* **YOUR GOAL**: Convert the lines of all the items below into a JSON list of strings, with one string per line and no blank lines. Leave the pictures out of the list.

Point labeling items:
================================
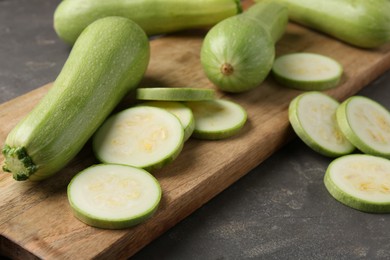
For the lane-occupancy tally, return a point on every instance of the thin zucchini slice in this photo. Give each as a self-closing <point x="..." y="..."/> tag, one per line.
<point x="113" y="196"/>
<point x="180" y="110"/>
<point x="307" y="71"/>
<point x="313" y="118"/>
<point x="175" y="94"/>
<point x="143" y="136"/>
<point x="217" y="119"/>
<point x="366" y="124"/>
<point x="361" y="182"/>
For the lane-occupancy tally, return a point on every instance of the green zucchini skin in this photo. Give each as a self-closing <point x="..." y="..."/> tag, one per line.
<point x="237" y="54"/>
<point x="108" y="60"/>
<point x="362" y="23"/>
<point x="154" y="16"/>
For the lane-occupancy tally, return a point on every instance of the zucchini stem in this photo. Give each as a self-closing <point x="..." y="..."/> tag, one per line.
<point x="227" y="69"/>
<point x="18" y="162"/>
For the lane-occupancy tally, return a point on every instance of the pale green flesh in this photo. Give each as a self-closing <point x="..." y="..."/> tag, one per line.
<point x="154" y="16"/>
<point x="107" y="61"/>
<point x="217" y="119"/>
<point x="143" y="136"/>
<point x="175" y="94"/>
<point x="313" y="118"/>
<point x="361" y="182"/>
<point x="180" y="110"/>
<point x="363" y="23"/>
<point x="113" y="196"/>
<point x="307" y="71"/>
<point x="366" y="124"/>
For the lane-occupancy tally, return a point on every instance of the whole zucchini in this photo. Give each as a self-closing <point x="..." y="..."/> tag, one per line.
<point x="237" y="54"/>
<point x="362" y="23"/>
<point x="107" y="61"/>
<point x="154" y="16"/>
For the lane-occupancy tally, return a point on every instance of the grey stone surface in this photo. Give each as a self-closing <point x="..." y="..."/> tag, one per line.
<point x="280" y="210"/>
================================
* **EXPECTED ANSWER**:
[
  "For the lane-occupancy tally, return a point on every instance of the thin zucchini slice in this photo. Give each as a self-closing <point x=\"...\" y=\"...\"/> tag, one per line.",
  "<point x=\"113\" y=\"196\"/>",
  "<point x=\"180\" y=\"110\"/>",
  "<point x=\"307\" y=\"71\"/>",
  "<point x=\"313\" y=\"118\"/>",
  "<point x=\"175\" y=\"94\"/>",
  "<point x=\"143\" y=\"136\"/>",
  "<point x=\"217\" y=\"119\"/>",
  "<point x=\"366\" y=\"124\"/>",
  "<point x=\"361\" y=\"182\"/>",
  "For the lane-occupancy tally, return a point on every instance of the green zucchini skin in this photo. Give each as a self-closing <point x=\"...\" y=\"...\"/> tag, one per line.",
  "<point x=\"237\" y=\"54\"/>",
  "<point x=\"108\" y=\"60\"/>",
  "<point x=\"362\" y=\"23\"/>",
  "<point x=\"154\" y=\"16\"/>",
  "For the lane-occupancy tally, return a point on every instance of the zucchini stem in this photo. Give each as a self-closing <point x=\"...\" y=\"...\"/> tag, one per line.",
  "<point x=\"227\" y=\"69\"/>",
  "<point x=\"18\" y=\"162\"/>",
  "For the lane-occupancy tally, return a point on every instance of the pale green flesh in this photo. Give each as a self-closing <point x=\"...\" y=\"...\"/> tag, one per line.",
  "<point x=\"154\" y=\"16\"/>",
  "<point x=\"107\" y=\"61\"/>",
  "<point x=\"217\" y=\"119\"/>",
  "<point x=\"143\" y=\"136\"/>",
  "<point x=\"175\" y=\"94\"/>",
  "<point x=\"313\" y=\"118\"/>",
  "<point x=\"361\" y=\"182\"/>",
  "<point x=\"180\" y=\"110\"/>",
  "<point x=\"363\" y=\"23\"/>",
  "<point x=\"113\" y=\"196\"/>",
  "<point x=\"307\" y=\"71\"/>",
  "<point x=\"366\" y=\"124\"/>",
  "For the lane-occupancy tally, return a point on every instance of the whole zucchini in this photo. Give each as a self-closing <point x=\"...\" y=\"...\"/> tag, one per line.",
  "<point x=\"237\" y=\"54\"/>",
  "<point x=\"362\" y=\"23\"/>",
  "<point x=\"107\" y=\"61\"/>",
  "<point x=\"154\" y=\"16\"/>",
  "For the lane-occupancy tally, return a point on every instance of the grey stone surface in this photo. Give each as a self-closing <point x=\"...\" y=\"...\"/> tag, one per line.",
  "<point x=\"280\" y=\"210\"/>"
]